**作業指示**
以下のDNAシークエンシングについての文章から、「次世代シークエンサーの普及で」を含む語句で始まり「が少ないのも確かなことです。」で終わる部分を、一字一句変えずに書き写してください。

次世代シークエンサーの普及で、病気の診断、治療、創薬だけでなく、政治や経済の面でも「新たな時代」へと突入をし始めています。
新型コロナウィルスの感染拡大で、「PCR検査」などという専門用語が一般に認識されてきましたので、とても理解されやすくなりました。しかし、「PCR検査」自体に不確定要素が多すぎる事、その他検査方法の問題点まで把握している人が少ないのも確かなことです。
DNAシークエンシングから説明を致します。
DNAは、生物の遺伝情報のほとんどを担う分子です。その分子の「塩基配列」が暗号となって符号化されています。DNAシークエンシング(DNAsequencing)とは、このDNAを構成するヌクレオチドの結合順序(塩基配列)を決定することなのです。
DNAを構成している四つの塩基「アデニン」「グアニン」「シトシン」「チミン」の「長さ」の違いに着目して、配列を調べるのです。・・・アデニン(A)6,7,8,10,13,
グアニン(G)1,5,12, シトシン(C)3,9 チミン(T)2,4,11,14,15・・・
ギルバート法は、ポリアクリルアミドゲル電気泳動によって放射性同位体で標識したDNA断片を分離し、DNA断片中の特定の塩基を試薬により装飾する方法で、試薬を様々に組み合わせて、特定の塩基で切断された様々な長さのDNA断片を得、全体の塩基配列を判別して行く方法です。

**確認用データ**
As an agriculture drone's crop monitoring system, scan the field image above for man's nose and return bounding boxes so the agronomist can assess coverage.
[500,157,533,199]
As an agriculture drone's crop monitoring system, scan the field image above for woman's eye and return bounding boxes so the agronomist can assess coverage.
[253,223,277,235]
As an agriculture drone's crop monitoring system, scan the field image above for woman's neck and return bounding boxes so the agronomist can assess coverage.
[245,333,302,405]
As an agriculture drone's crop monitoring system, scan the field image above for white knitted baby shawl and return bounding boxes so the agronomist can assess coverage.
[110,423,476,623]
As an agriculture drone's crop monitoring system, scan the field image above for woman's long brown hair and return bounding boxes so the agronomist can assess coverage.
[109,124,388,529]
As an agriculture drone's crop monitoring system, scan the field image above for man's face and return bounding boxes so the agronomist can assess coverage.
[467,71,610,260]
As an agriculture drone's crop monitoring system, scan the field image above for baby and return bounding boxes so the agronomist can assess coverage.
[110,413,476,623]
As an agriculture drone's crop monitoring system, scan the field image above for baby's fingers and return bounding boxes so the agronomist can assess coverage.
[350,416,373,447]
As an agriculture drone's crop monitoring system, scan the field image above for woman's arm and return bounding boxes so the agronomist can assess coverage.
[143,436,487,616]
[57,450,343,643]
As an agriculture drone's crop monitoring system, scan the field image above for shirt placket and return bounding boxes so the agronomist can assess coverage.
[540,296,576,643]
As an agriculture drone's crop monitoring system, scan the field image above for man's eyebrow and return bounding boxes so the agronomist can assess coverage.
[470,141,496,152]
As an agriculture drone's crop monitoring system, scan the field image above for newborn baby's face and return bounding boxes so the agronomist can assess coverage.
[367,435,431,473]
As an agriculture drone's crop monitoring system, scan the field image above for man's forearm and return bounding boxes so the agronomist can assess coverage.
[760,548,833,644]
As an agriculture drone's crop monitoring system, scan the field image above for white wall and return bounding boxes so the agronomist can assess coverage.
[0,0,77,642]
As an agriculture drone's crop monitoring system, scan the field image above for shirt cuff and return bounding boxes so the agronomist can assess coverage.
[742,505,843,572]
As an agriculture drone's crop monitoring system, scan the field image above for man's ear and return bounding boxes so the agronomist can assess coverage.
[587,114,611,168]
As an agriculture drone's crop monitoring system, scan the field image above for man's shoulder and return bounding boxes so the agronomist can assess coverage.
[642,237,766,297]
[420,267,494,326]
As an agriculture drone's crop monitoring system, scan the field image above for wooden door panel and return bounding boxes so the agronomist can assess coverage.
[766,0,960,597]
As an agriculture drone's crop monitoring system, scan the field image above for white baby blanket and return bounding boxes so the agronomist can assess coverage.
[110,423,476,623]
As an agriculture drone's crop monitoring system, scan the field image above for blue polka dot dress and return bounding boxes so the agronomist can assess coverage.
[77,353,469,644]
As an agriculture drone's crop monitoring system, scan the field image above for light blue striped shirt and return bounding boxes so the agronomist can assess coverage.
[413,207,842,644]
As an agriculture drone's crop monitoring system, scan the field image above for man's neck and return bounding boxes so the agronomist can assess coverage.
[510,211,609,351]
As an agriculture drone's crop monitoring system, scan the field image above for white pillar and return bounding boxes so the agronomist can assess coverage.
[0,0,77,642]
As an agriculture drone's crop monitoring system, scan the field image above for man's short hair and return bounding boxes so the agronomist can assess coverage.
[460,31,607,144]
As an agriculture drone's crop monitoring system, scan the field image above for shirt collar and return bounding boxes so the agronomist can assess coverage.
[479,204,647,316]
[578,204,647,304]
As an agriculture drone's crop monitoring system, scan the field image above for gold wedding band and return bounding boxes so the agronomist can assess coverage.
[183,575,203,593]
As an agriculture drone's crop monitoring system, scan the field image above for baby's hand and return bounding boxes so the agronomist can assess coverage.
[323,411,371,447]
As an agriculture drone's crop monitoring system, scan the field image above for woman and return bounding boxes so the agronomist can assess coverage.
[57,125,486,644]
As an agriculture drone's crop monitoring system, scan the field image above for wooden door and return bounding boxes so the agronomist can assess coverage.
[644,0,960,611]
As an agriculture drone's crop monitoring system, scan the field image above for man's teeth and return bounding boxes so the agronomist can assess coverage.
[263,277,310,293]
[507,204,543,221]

--

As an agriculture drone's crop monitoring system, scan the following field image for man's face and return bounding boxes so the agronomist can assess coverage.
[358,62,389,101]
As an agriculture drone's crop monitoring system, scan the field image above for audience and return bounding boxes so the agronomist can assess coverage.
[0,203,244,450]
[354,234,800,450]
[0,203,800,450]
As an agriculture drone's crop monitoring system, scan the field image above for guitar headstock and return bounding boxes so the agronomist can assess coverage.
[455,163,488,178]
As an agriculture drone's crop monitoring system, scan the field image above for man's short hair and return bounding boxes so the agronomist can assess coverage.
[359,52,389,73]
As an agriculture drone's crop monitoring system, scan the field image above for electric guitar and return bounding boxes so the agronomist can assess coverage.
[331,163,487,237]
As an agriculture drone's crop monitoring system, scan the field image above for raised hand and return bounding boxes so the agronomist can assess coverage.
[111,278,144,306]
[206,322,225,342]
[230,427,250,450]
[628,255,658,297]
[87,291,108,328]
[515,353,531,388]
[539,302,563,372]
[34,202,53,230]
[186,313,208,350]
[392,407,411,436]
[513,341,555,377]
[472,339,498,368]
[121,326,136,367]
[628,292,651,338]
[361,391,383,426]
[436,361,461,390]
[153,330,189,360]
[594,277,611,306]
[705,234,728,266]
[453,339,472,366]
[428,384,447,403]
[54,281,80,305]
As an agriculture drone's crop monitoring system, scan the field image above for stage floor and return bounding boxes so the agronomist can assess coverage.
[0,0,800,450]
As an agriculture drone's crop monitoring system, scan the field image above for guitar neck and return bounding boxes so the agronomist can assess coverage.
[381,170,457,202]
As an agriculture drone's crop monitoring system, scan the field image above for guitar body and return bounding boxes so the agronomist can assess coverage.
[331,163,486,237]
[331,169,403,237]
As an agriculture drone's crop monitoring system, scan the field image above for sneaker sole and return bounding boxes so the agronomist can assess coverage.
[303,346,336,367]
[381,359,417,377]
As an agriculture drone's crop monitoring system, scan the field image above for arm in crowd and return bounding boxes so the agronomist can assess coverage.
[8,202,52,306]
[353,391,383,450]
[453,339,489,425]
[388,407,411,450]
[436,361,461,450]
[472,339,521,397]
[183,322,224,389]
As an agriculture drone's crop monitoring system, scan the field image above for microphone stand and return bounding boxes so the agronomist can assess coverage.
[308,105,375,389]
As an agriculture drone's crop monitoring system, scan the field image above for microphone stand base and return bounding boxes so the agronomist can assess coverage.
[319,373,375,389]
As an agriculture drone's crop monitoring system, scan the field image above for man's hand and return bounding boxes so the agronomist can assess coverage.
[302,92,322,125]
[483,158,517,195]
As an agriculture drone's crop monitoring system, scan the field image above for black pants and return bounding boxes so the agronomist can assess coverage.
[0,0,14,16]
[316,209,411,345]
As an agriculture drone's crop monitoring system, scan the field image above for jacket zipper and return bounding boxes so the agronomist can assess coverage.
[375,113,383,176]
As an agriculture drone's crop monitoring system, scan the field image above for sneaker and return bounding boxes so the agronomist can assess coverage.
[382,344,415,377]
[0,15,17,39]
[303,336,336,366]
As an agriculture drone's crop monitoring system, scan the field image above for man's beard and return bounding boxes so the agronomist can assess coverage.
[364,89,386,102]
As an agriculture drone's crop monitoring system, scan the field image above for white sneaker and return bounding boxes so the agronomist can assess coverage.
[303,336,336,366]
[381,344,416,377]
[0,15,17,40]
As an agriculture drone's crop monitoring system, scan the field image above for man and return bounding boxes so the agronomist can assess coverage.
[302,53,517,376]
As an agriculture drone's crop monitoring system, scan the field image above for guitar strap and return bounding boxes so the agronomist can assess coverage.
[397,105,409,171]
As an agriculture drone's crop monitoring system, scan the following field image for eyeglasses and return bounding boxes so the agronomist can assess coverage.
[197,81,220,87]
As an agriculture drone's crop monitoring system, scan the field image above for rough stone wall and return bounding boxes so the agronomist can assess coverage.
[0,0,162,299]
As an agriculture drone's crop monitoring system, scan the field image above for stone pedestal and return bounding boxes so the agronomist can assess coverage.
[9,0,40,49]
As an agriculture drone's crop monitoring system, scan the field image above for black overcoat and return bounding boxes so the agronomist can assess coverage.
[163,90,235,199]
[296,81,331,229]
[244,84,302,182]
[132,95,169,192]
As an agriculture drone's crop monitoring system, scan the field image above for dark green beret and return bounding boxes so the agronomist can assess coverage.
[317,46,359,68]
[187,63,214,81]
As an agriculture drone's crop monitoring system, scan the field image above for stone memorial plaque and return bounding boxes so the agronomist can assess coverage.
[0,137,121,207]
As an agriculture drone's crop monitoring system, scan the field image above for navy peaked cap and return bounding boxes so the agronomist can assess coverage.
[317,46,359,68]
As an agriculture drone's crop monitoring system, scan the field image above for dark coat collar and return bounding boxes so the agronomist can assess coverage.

...

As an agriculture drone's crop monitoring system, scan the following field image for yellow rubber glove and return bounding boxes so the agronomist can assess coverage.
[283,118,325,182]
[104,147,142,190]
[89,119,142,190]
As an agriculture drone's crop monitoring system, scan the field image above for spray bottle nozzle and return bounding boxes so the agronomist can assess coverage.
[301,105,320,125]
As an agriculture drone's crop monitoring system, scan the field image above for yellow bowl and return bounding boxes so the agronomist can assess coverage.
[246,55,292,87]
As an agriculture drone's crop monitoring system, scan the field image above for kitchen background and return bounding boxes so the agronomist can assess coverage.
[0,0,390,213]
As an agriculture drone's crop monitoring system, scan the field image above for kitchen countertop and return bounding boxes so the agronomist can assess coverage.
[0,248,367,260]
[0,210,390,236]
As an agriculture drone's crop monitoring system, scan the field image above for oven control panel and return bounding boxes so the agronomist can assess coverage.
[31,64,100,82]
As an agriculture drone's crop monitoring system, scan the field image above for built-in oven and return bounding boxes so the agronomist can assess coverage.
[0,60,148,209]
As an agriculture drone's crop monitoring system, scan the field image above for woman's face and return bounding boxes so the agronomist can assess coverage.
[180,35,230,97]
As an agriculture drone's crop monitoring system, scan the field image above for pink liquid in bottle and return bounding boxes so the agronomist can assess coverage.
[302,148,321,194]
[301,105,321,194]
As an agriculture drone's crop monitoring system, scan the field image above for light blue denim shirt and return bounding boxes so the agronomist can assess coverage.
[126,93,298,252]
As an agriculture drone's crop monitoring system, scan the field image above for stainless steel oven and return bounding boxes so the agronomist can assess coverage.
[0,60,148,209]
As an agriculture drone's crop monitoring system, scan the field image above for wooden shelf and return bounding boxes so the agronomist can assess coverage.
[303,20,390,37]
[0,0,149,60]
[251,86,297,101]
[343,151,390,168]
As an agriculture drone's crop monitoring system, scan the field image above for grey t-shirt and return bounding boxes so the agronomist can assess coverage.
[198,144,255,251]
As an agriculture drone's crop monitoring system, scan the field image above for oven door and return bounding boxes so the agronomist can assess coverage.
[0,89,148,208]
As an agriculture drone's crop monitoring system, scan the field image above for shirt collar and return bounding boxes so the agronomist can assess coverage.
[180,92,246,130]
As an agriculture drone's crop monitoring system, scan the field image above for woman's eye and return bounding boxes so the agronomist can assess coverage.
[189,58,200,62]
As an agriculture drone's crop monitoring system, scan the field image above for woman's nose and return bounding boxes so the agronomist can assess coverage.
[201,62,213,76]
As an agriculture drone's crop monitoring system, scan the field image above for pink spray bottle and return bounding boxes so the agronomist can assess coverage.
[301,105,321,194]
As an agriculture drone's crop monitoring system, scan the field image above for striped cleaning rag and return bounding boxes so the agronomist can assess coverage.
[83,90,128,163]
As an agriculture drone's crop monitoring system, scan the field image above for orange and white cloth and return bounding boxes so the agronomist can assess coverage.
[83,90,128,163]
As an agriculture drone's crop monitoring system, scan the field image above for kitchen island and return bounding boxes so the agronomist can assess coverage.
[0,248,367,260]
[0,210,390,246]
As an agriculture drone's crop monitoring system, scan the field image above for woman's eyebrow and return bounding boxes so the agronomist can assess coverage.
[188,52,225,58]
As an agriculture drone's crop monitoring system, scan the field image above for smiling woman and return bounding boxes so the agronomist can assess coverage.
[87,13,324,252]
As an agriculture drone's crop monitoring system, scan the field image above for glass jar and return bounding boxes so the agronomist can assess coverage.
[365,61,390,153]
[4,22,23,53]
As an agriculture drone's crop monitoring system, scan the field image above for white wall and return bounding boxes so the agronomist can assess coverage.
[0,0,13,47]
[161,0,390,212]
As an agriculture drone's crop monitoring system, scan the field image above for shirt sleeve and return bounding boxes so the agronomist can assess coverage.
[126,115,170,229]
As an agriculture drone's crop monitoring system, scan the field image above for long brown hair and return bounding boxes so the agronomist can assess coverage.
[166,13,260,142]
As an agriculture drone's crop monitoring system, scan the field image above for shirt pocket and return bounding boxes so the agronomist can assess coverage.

**出力結果**
次世代シークエンサーの普及で、病気の診断、治療、創薬だけでなく、政治や経済の面でも「新たな時代」へと突入をし始めています。
新型コロナウィルスの感染拡大で、「PCR検査」などという専門用語が一般に認識されてきましたので、とても理解されやすくなりました。しかし、「PCR検査」自体に不確定要素が多すぎる事、その他検査方法の問題点まで把握している人が少ないのも確かなことです。